> Objective A
Render everything in the Dataset rows listing from its first line down to the line containing "pixel 62 446", both ends included, as a Markdown table with the columns "No." and "Line". Omit blank lines and leave the pictures out.

> Extracted text
Re: Implementation for Linear Regression

Posted by Frank Wang <wa...@gmail.com>.
With linear regression, it seems that the coefficients tend to grow
unboundedly when using a larger learning rate, ie. --rate 50.
Works fine when i keep the rate < 1.

Is this a normal characteristics for Linear Regression?

On Fri, Oct 22, 2010 at 1:08 AM, Frank Wang <wa...@gmail.com> wrote:

> Thanks Ted.
>
> It's a very interesting solution. Currently, we need to account for age
> related terms when calculating the relevance ranking, and this is done
> before display time. We will play around with our data and see if we can
> model our data to leverage on the trick.
>
> In terms of Linear Regression, I've attached the initial patch on
> MAHOUT-529 <https://issues.apache.org/jira/browse/MAHOUT-529>. It's mainly
> the AbstractOnlineLinearRegression and OnlineLinearRegression classes. Lemme
> know if the code makes sense.
>
> I have 2 questions:
>
> 1.

Dataset rows:
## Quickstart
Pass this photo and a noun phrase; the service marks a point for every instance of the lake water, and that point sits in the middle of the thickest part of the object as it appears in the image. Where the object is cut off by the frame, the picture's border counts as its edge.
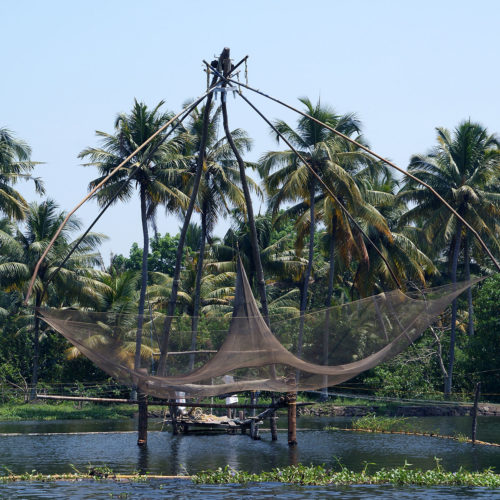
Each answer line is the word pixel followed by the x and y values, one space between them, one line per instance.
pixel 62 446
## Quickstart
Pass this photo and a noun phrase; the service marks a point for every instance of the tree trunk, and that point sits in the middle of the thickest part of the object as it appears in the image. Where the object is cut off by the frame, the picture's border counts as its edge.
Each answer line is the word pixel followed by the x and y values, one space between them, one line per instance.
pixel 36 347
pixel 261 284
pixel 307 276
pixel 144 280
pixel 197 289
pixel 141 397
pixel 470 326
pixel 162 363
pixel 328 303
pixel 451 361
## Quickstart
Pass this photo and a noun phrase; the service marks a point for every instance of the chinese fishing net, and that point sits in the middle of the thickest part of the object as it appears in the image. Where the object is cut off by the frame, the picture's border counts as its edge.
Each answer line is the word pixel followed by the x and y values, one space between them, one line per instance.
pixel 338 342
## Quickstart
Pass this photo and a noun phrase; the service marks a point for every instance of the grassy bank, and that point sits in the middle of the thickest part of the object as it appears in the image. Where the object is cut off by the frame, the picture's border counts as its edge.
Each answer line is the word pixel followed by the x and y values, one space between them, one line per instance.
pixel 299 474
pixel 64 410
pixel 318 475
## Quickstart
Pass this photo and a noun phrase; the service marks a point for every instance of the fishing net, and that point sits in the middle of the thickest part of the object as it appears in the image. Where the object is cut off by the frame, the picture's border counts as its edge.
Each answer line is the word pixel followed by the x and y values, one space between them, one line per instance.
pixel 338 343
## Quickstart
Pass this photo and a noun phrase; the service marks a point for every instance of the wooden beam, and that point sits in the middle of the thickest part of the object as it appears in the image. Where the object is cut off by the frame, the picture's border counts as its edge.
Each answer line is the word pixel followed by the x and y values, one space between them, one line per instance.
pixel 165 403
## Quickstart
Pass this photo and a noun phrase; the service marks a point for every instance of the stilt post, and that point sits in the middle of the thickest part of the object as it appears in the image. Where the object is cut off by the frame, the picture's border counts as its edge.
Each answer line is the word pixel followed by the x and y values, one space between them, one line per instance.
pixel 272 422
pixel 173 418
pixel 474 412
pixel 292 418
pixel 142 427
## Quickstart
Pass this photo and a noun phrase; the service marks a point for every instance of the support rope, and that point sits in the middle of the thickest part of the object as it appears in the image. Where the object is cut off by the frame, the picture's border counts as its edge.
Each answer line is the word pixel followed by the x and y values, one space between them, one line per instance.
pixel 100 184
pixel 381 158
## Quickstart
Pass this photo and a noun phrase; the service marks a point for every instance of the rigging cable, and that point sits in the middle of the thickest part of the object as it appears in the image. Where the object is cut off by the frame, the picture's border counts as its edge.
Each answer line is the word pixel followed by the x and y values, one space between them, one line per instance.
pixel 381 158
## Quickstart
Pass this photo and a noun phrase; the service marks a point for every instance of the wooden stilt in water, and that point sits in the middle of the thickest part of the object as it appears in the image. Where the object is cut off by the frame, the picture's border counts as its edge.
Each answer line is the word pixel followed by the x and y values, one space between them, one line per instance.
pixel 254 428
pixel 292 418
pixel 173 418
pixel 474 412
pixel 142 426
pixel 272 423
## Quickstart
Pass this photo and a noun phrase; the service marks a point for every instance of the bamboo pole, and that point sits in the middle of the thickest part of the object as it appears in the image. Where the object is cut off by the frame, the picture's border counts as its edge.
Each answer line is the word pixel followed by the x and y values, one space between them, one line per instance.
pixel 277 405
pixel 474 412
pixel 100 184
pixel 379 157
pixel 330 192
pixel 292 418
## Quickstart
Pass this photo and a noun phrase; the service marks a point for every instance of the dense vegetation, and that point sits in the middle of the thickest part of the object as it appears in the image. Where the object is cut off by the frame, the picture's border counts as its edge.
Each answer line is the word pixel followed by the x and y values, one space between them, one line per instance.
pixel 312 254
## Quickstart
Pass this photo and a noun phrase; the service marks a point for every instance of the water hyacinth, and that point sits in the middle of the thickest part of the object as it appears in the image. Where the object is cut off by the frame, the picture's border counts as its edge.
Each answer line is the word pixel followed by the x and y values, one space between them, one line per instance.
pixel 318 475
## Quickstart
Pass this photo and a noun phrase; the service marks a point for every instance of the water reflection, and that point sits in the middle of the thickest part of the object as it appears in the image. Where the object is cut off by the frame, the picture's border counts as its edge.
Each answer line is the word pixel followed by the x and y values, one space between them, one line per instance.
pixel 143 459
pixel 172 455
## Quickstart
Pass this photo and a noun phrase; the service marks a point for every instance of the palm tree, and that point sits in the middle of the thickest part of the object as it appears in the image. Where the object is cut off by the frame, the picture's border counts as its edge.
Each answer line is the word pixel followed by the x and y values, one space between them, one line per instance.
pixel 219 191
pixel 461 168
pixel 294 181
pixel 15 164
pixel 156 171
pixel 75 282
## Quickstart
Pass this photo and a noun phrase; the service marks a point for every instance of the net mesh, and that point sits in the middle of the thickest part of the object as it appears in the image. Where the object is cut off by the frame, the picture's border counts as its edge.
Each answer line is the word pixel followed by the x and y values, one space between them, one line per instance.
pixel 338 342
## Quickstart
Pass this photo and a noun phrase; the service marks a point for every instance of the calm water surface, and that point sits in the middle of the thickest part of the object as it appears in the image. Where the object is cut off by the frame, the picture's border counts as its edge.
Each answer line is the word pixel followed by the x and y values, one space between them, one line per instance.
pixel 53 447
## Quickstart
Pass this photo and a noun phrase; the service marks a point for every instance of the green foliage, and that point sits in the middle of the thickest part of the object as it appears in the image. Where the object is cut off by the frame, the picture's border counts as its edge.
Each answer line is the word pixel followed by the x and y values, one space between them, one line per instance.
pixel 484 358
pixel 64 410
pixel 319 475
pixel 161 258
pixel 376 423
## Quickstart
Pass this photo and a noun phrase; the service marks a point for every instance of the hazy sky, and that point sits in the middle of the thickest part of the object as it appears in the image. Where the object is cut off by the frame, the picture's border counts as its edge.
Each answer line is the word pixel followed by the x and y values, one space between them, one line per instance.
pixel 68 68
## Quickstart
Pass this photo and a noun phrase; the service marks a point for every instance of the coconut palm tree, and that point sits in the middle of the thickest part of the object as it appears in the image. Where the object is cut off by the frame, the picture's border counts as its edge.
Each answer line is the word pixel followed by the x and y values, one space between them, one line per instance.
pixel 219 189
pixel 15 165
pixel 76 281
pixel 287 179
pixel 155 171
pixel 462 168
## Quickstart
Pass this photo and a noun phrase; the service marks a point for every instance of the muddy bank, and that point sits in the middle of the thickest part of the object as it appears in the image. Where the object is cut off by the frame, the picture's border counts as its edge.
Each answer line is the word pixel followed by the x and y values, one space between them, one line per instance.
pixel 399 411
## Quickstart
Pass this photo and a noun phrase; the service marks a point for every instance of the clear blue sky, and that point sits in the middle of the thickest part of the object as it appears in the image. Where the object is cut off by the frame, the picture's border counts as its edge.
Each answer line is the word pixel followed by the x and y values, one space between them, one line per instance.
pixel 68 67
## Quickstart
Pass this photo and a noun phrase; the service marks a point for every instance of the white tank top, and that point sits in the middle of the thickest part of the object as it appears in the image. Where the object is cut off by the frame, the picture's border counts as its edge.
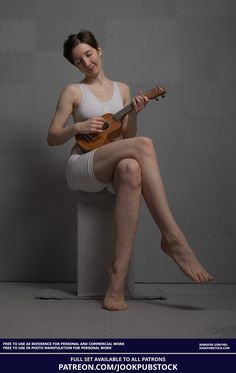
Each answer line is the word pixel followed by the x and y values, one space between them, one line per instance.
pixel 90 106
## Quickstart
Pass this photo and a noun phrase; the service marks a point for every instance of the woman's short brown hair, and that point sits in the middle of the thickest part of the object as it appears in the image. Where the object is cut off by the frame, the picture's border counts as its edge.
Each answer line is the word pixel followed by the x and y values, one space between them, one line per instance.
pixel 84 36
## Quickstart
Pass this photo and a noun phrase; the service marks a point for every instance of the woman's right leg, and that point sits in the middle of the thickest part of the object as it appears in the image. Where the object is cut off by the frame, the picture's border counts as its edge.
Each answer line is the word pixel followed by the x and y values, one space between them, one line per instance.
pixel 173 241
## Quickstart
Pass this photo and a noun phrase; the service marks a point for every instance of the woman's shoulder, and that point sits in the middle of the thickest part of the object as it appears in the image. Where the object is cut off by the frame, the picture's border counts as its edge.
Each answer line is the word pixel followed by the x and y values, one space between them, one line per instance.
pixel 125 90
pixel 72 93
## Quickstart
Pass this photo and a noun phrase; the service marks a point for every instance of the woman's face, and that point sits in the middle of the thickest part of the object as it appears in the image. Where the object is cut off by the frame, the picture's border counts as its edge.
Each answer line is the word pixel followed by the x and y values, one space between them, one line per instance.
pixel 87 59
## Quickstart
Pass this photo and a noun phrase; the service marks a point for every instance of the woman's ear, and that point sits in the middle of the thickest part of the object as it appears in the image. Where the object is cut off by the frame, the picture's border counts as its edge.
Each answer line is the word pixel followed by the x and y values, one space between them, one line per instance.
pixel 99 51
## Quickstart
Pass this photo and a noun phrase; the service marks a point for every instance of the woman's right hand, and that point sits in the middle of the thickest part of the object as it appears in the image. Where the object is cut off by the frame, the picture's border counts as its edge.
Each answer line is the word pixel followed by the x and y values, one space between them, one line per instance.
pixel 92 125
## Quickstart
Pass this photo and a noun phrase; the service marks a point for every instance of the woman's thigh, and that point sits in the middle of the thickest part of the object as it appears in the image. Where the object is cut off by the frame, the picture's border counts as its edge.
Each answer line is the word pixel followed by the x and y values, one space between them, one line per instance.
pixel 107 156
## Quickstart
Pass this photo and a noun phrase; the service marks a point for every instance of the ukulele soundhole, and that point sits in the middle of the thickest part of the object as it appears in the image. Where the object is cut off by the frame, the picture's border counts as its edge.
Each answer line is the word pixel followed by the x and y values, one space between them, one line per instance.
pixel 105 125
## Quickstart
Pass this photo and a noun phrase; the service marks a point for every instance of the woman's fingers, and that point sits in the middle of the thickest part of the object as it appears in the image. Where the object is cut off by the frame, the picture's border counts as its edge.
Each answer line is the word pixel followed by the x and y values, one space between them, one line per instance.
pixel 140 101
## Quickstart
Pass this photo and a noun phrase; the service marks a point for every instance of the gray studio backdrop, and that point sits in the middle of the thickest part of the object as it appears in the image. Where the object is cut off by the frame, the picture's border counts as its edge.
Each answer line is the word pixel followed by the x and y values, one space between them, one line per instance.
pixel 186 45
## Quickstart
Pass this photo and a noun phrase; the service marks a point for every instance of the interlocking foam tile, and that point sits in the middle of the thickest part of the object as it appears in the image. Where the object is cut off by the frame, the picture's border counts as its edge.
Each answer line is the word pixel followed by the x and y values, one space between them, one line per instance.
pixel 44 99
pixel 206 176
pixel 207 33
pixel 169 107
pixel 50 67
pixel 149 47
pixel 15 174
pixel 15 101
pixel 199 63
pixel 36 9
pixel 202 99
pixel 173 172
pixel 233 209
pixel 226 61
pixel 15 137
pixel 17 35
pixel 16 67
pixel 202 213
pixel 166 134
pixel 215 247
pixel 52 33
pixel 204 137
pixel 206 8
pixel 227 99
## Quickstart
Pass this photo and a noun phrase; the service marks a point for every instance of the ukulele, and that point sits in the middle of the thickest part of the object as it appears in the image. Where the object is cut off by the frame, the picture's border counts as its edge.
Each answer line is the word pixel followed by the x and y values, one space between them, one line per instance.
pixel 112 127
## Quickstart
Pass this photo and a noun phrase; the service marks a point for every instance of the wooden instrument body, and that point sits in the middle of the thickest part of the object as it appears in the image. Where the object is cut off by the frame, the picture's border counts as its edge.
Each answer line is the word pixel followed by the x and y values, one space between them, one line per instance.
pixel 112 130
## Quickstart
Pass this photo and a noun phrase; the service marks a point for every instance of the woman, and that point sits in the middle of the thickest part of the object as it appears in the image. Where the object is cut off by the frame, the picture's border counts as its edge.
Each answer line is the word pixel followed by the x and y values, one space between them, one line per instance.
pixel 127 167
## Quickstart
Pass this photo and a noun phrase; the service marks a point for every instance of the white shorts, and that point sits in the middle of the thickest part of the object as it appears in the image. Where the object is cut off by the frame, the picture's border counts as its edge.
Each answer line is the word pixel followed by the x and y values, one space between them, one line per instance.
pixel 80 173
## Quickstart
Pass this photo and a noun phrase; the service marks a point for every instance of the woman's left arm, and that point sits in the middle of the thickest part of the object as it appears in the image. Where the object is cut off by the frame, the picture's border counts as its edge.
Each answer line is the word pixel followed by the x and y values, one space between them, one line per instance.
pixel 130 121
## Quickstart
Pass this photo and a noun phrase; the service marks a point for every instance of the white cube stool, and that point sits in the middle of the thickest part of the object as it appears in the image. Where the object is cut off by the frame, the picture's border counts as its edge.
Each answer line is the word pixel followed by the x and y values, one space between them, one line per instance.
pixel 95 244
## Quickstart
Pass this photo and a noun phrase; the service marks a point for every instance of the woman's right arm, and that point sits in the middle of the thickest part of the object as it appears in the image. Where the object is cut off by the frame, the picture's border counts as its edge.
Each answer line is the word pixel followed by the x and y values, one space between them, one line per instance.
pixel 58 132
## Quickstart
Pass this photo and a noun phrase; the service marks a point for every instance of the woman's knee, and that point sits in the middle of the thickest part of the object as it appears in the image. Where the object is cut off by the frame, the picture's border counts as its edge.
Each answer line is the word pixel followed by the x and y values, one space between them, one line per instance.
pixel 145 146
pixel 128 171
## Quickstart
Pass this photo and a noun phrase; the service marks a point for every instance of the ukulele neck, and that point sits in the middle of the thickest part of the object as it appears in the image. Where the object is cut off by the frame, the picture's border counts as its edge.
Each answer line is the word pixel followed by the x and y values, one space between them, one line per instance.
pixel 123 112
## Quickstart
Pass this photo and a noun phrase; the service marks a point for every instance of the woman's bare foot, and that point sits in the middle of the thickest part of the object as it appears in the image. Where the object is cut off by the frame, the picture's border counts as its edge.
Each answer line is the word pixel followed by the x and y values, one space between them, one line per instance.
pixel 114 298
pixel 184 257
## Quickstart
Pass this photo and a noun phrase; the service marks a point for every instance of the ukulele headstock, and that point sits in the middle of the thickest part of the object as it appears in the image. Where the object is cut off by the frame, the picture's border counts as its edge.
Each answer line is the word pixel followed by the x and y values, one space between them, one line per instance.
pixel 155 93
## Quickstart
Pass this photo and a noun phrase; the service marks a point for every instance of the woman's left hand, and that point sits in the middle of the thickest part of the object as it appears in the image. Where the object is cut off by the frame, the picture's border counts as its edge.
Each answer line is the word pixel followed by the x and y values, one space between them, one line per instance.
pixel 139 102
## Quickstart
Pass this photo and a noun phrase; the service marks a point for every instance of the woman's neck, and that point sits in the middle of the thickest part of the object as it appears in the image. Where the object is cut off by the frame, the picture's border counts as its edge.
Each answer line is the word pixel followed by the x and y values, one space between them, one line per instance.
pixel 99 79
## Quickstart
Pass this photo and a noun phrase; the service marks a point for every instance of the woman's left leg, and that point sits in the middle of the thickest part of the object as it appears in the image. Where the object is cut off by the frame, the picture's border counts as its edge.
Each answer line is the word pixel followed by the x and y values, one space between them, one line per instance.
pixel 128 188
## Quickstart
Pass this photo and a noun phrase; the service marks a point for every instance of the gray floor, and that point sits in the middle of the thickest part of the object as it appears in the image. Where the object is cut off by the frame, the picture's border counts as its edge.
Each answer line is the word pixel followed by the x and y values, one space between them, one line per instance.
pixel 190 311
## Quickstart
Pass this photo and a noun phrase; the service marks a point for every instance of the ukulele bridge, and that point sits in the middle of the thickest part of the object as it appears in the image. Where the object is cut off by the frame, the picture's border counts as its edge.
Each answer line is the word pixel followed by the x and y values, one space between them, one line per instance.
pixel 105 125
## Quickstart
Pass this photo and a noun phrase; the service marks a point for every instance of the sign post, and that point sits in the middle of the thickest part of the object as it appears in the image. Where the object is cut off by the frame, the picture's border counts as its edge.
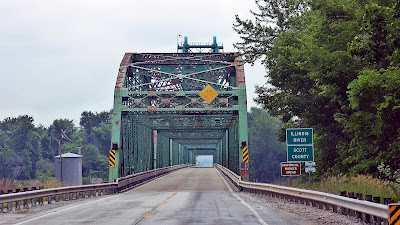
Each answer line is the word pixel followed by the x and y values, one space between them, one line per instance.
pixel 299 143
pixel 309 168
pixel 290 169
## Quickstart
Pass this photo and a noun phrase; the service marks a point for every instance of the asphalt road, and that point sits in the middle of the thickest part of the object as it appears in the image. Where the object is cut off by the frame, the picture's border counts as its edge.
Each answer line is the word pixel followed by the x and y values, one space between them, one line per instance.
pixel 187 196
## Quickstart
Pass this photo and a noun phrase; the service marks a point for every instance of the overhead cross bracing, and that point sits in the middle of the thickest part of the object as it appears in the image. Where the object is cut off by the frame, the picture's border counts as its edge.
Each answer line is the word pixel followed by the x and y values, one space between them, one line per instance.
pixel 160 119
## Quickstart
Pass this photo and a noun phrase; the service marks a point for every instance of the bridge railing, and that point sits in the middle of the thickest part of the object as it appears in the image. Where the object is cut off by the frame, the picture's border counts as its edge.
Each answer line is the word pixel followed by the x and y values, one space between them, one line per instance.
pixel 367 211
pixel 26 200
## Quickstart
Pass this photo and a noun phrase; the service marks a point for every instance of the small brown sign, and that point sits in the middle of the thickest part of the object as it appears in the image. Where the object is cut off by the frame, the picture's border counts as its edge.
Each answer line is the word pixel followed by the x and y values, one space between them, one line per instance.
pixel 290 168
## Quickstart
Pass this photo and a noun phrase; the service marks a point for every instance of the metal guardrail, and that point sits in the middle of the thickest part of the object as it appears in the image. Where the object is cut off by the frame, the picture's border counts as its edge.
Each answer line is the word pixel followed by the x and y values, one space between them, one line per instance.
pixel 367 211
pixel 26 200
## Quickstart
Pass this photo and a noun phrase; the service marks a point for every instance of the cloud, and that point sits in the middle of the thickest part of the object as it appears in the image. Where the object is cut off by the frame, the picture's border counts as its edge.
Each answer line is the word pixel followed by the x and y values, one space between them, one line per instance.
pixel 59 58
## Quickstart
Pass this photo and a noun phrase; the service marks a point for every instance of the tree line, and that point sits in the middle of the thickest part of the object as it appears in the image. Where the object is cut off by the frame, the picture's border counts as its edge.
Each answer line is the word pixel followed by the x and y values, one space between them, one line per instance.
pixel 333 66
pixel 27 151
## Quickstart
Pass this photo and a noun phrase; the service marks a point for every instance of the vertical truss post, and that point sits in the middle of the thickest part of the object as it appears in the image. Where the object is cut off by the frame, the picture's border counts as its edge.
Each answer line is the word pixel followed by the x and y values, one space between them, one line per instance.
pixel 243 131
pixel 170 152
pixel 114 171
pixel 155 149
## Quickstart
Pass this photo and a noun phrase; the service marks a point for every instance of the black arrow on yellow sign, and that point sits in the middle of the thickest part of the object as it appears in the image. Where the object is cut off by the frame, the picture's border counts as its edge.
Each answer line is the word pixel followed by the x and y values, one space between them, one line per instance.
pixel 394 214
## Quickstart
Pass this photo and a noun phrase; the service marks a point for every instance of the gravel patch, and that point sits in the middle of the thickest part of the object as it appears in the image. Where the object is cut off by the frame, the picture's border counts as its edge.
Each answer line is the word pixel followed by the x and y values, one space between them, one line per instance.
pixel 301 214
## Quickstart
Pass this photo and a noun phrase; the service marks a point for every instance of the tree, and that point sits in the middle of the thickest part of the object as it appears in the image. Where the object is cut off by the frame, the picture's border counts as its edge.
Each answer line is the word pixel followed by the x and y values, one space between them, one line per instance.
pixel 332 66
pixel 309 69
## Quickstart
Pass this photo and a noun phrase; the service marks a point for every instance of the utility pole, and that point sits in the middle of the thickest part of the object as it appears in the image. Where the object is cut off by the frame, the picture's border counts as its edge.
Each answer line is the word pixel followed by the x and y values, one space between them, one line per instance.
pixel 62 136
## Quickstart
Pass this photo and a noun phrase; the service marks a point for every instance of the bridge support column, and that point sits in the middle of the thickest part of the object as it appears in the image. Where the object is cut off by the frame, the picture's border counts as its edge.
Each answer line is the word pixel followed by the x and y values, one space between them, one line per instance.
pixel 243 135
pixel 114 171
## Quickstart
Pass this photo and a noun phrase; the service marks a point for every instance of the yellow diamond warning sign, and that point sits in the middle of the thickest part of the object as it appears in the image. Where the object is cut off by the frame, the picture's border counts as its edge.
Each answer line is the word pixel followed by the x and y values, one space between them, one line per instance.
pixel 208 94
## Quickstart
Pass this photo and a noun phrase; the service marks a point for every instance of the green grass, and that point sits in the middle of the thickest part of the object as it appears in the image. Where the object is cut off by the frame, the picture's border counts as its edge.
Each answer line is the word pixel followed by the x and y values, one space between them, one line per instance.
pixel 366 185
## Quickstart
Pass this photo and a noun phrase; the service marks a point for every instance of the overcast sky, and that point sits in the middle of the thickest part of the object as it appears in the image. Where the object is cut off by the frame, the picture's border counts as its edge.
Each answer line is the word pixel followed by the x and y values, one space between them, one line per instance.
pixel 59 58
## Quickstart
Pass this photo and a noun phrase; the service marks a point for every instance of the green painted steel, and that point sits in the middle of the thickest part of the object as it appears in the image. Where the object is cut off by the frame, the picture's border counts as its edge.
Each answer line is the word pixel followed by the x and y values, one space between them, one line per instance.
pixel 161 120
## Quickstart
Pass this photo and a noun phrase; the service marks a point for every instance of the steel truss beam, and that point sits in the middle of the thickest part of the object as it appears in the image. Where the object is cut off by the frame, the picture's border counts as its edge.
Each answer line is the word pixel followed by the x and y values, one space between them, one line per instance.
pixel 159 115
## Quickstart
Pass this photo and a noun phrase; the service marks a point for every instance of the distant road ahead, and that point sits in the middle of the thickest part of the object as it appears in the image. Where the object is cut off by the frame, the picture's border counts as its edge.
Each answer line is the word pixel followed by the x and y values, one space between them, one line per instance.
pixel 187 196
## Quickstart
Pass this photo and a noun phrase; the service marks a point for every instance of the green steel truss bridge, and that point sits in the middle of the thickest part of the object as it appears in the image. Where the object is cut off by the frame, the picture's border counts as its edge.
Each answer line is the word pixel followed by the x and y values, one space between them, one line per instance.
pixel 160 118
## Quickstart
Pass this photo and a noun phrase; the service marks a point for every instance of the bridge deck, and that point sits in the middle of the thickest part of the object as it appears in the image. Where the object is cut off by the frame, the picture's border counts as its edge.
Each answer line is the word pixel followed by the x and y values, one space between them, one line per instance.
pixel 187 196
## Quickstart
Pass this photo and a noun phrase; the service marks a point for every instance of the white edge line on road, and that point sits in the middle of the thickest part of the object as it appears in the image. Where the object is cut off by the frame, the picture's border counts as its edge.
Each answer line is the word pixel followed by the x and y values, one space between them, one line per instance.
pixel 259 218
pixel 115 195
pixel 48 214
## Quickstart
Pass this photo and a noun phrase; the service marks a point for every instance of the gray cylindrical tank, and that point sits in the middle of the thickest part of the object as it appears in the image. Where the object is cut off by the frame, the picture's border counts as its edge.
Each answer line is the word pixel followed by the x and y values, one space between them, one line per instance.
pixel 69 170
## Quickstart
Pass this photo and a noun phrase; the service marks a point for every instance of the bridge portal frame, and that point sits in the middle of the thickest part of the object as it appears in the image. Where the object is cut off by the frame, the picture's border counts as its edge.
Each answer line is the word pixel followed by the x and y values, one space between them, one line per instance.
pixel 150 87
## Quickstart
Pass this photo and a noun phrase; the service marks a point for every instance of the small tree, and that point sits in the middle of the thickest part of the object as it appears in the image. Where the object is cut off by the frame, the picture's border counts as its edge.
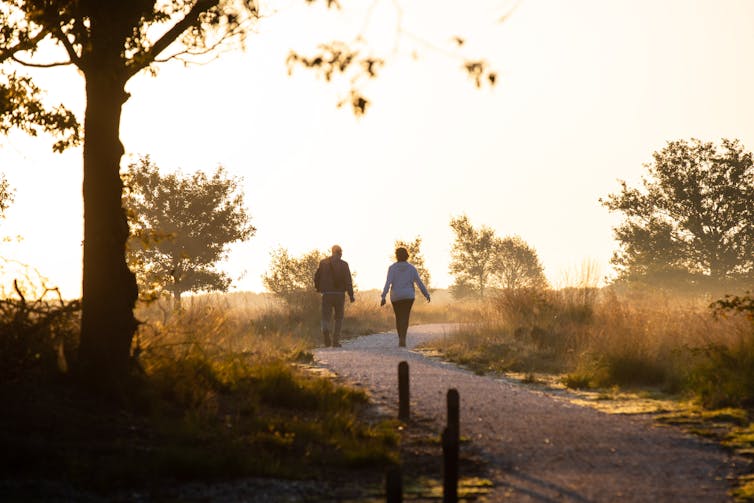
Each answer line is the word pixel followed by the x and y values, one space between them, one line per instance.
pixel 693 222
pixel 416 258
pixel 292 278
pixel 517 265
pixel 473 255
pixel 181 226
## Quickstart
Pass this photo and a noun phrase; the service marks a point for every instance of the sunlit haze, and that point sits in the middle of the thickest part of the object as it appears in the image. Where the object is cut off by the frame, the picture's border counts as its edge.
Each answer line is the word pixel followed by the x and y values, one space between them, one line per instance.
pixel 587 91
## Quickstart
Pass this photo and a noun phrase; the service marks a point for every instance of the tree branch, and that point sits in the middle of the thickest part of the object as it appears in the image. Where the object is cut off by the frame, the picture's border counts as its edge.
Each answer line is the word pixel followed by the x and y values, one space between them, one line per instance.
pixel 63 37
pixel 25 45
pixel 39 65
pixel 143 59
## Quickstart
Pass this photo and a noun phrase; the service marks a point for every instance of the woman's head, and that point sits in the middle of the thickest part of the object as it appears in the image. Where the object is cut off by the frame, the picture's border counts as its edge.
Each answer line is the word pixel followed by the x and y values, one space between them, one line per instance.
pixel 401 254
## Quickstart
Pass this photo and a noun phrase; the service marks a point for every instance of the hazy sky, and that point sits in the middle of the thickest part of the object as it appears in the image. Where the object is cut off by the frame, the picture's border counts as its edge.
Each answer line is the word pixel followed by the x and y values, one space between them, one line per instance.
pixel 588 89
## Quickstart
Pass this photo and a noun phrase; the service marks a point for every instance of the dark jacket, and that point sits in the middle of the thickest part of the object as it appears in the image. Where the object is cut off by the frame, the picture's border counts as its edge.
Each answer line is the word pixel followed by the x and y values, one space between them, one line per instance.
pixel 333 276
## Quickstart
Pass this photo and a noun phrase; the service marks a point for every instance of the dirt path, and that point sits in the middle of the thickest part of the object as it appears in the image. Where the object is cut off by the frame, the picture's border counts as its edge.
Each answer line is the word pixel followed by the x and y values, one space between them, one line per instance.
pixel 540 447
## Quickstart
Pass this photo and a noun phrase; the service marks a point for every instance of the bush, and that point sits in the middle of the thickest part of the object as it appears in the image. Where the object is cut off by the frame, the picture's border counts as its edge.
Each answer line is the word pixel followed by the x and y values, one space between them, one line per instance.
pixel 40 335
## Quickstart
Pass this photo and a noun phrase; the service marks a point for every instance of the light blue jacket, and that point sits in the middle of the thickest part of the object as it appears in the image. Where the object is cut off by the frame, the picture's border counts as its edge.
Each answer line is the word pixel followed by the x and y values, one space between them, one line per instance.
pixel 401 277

> Objective B
Answer these questions about the linear regression thread:
(i) Which example learning rate causes the coefficients to grow unboundedly?
(ii) On which issue was the initial patch attached?
(iii) Which two classes does the patch mainly consist of?

> Right answer A
| No. | Line |
|---|---|
| 1 | ## Quickstart |
| 2 | Pass this photo and a noun phrase; the service marks a point for every instance of the lake water, and that point sits in the middle of the thickest part of the object as it appears in the image. Where the object is cut off by the frame, the picture's border counts as its edge. |
| 3 | Each answer line is the word pixel followed by the x and y values, one space between them, one line per instance. |
| 4 | pixel 62 446 |

> Right answer B
(i) --rate 50
(ii) MAHOUT-529
(iii) AbstractOnlineLinearRegression and OnlineLinearRegression